REQUIRED TASK: How many lines in the items below contain the string "label"? Reply with the number alone.
##### EXERCISE MATERIALS #####
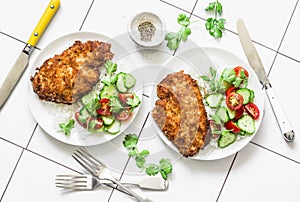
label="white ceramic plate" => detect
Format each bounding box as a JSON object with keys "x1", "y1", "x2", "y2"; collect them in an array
[
  {"x1": 151, "y1": 47, "x2": 264, "y2": 160},
  {"x1": 28, "y1": 32, "x2": 143, "y2": 146}
]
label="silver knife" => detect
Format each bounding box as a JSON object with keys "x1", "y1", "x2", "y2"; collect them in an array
[
  {"x1": 0, "y1": 0, "x2": 60, "y2": 109},
  {"x1": 237, "y1": 19, "x2": 295, "y2": 142}
]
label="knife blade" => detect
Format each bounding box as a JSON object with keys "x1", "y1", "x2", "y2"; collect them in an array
[
  {"x1": 237, "y1": 19, "x2": 295, "y2": 142},
  {"x1": 0, "y1": 0, "x2": 60, "y2": 109}
]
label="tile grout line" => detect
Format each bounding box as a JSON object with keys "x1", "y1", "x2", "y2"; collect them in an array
#####
ANSWER TO THIS EXERCISE: 4